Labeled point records

=-=-=-=-=

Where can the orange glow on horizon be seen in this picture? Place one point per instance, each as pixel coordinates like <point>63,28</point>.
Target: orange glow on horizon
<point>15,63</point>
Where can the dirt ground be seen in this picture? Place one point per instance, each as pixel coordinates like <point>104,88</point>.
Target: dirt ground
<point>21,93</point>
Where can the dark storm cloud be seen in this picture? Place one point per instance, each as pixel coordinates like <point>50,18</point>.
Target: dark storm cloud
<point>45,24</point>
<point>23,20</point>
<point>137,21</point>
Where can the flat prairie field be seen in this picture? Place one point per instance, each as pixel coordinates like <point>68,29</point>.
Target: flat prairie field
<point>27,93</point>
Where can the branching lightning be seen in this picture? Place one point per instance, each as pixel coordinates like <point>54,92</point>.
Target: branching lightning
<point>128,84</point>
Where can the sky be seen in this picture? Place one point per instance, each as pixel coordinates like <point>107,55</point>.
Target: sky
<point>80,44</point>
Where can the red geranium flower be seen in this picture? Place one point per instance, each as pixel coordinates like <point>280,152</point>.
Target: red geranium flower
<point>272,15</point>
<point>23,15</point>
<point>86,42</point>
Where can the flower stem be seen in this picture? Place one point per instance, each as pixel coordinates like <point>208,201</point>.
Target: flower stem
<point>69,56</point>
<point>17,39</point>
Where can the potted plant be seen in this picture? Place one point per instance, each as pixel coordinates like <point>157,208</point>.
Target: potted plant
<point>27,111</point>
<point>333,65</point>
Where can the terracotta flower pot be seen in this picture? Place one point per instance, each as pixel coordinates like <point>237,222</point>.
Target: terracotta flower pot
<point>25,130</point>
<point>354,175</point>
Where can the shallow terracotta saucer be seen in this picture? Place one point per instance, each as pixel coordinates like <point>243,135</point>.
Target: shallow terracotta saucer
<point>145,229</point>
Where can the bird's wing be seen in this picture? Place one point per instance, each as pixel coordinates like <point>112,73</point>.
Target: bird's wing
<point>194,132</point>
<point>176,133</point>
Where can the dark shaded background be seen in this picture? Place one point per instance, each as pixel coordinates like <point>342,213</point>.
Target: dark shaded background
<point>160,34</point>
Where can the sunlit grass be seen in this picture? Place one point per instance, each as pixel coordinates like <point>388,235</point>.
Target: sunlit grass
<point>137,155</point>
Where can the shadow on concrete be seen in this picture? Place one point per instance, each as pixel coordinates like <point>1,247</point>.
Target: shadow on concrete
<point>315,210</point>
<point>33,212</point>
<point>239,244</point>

=-=-=-=-=

Please change "terracotta" to "clay" throughout the records above, and write them out again with everything else left as it is.

OUTPUT OF THE EXERCISE:
Where can the orange glow on horizon be seen in this picture? Place one point per instance, each as pixel coordinates like <point>63,28</point>.
Target: orange glow on horizon
<point>15,63</point>
Where can the dirt ground be seen in this picture? Place one point per instance, each as pixel coordinates like <point>104,88</point>.
Target: dirt ground
<point>21,93</point>
Where can the dark storm cloud be seen in this picture? Place one point per instance, each as pixel coordinates like <point>50,18</point>.
Target: dark storm cloud
<point>45,24</point>
<point>23,20</point>
<point>137,21</point>
Where can the flat prairie field be seen in this picture? Place one point per instance, each as pixel coordinates like <point>68,29</point>.
Target: flat prairie field
<point>27,93</point>
Where can the branching lightning be seen in this picture? Place one point per instance, each as pixel coordinates like <point>54,92</point>.
Target: branching lightning
<point>128,84</point>
Where can the sky be seen in this picture? Place one point per instance, each as pixel coordinates like <point>107,55</point>.
Target: sky
<point>80,44</point>
Where can the red geranium flower be seen in this picture? Place one point per instance, each as pixel coordinates like <point>280,152</point>.
Target: red geranium flower
<point>272,15</point>
<point>23,15</point>
<point>86,42</point>
Where can the flower stem be seen in this picture? Place one point per instance, each as pixel coordinates like <point>208,201</point>.
Target: flower stem
<point>69,56</point>
<point>17,39</point>
Where can the potted plant be seen in this picture? Place one point per instance, each as pixel coordinates like <point>157,208</point>.
Target: potted plant
<point>27,111</point>
<point>333,65</point>
Where can the clay flower pot be seen in this picture? Place one point per instance, each as pixel coordinates like <point>237,222</point>.
Target: clay flower pot
<point>25,130</point>
<point>354,175</point>
Where can the shallow clay saucer be seen in this picture? Place one point per instance, each as pixel coordinates like <point>243,135</point>.
Target: shallow clay saucer
<point>145,229</point>
Where can the bird's wing be seen in this picture? Place one point per instance, each as pixel coordinates like <point>112,73</point>.
Target: bird's wing
<point>194,132</point>
<point>176,133</point>
Where can the dark shaded background be seen in this picture? Place one point per instance, each as pixel coordinates like <point>342,213</point>.
Target: dark shaded background
<point>160,34</point>
Where can the sunlit grass be seen in this picture? Place one point per instance, each as pixel coordinates like <point>388,235</point>.
Target: sunlit grass
<point>137,155</point>
Where can the shadow on concrete be seen in this picture? Place one point per instance, each as pixel coordinates like <point>1,247</point>.
Target: shadow on concrete
<point>315,210</point>
<point>33,212</point>
<point>239,244</point>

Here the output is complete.